_Source passage_:

In retrospect, it seems I might trace the first recognizable step in my path toward a career in marine biology to sitting in Miss Evanson’s 2nd grade classroom at Barcroft Elementary one day in . . . well, I won’t tell you when, but I came across Dr. Seuss’s incomparable treatise on marine biology McElligot’s Pool. On that day I entered another world, one filled with wild and fantastical creatures beyond imagining, and from which it’s possible that I never came back. What a book.
Alas, I don’t have a copy of that fateful volume, but I bring it up today apropos of introducing a new semi-regular feature of the blog — the Daily Sea Monster. I’m using a bit of poetic license here, taking Sea Monster broadly to mean any creature that makes its home in salty water. Also about daily–the frequency will be intermittent. One of the good Doctor’s many memorable lines can serve to introduce it:
“The sea is so full of a number of fish
If a fellow is patient he just might get his wish!”
Indeed. So let us celebrate some of the wonderful creatures that are at least as bizarre as those dreamed up by Dr. Seuss. First up:
The phyllosoma
We begin with a creature that is more beauty than beast. What a lovely, elegant name, befitting its owner. Its Greek derivation, meaning “leaf-body”, poetically captures the shape of this delicate, bizarre wisp, destined to wander the azure waters of the tropical plankton, biding its time as it grows up to the point where it will surf across a reef crest and settle into a spongy seaweed grove to begin its life on the bottom as a spiny (or slipper) lobster. By the standards of your garden-variety marine invertebrate larva, however, it is indeed a monster–absolutely huge at up to 5 cm in diameter (see the photo below!) , and is a champion of the planktonic vagabond community, spending up to a year drifiting the seas before it settles.
According to this site, the critter’s bizarre shape may be related to a habit of life as a hitchhiker on jellyfish. That I did not know but it makes sense given their size and legginess and the precedent of hyperiid amphipods, which are known to live on jellies (but that’s a story for another day . . .) Its transparency, like that of so many other plankters, is presumably an adaptation to escape the eyes of roving predators during a life of exposure in open water with nowhere to hide. Except perhaps on a wayward jellyfish.
Finally, it’s a pleasure to send a shout-out to Dr. Nancy Knowlton of the Smithsonian, veteran marine biologist and author of the fabulous new book Citizens of the Sea, from which the image at top of the page came, and which will surely be the source of many other entries in the Sea Monster of the Day series.

_Extracted records_:
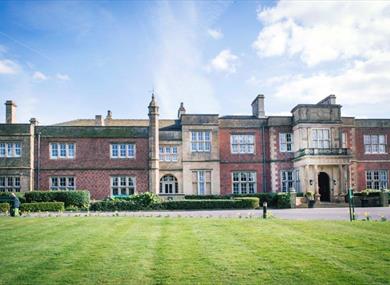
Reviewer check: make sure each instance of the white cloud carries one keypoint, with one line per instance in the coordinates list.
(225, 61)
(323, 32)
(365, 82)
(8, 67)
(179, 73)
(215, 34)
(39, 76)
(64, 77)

* * *

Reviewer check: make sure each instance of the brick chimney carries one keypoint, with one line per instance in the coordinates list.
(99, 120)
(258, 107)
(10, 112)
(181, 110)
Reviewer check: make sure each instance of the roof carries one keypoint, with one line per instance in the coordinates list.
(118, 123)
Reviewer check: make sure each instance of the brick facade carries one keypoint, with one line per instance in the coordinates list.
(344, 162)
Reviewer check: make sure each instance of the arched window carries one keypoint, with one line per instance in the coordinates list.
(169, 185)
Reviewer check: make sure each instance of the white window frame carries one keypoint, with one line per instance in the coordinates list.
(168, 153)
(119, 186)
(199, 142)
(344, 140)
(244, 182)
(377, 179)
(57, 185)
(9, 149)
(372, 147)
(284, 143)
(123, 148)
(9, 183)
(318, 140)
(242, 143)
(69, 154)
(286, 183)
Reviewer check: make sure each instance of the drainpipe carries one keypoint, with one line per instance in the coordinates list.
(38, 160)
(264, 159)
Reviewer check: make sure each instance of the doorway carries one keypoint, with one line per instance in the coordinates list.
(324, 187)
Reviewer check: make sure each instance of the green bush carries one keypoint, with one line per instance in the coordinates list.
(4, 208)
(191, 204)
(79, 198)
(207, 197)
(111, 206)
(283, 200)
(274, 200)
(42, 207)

* * *

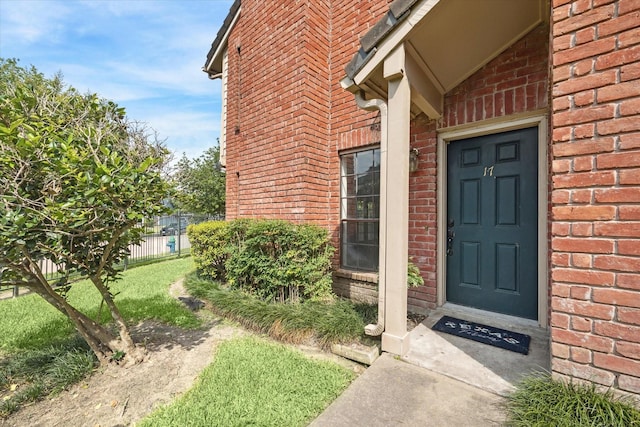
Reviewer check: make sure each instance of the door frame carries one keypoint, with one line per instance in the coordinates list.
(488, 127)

_Apply what you read_:
1 > Using the sea monster post, answer each question in one short line:
(a) In whose classroom did the writer come across McElligot's Pool?
(b) What does the Greek derivation of "phyllosoma" mean?
(c) What book did the image at the top of the page come from?
2 > Please repeat a passage from the sea monster post word for word. Begin at the words "Finally, it’s a" and stop after the words "the Day series.".

_Results of the exercise_:
1 >
(a) Miss Evanson's 2nd grade classroom at Barcroft Elementary.
(b) "Leaf-body."
(c) Citizens of the Sea, by Dr. Nancy Knowlton.

2 >
Finally, it’s a pleasure to send a shout-out to Dr. Nancy Knowlton of the Smithsonian, veteran marine biologist and author of the fabulous new book Citizens of the Sea, from which the image at top of the page came, and which will surely be the source of many other entries in the Sea Monster of the Day series.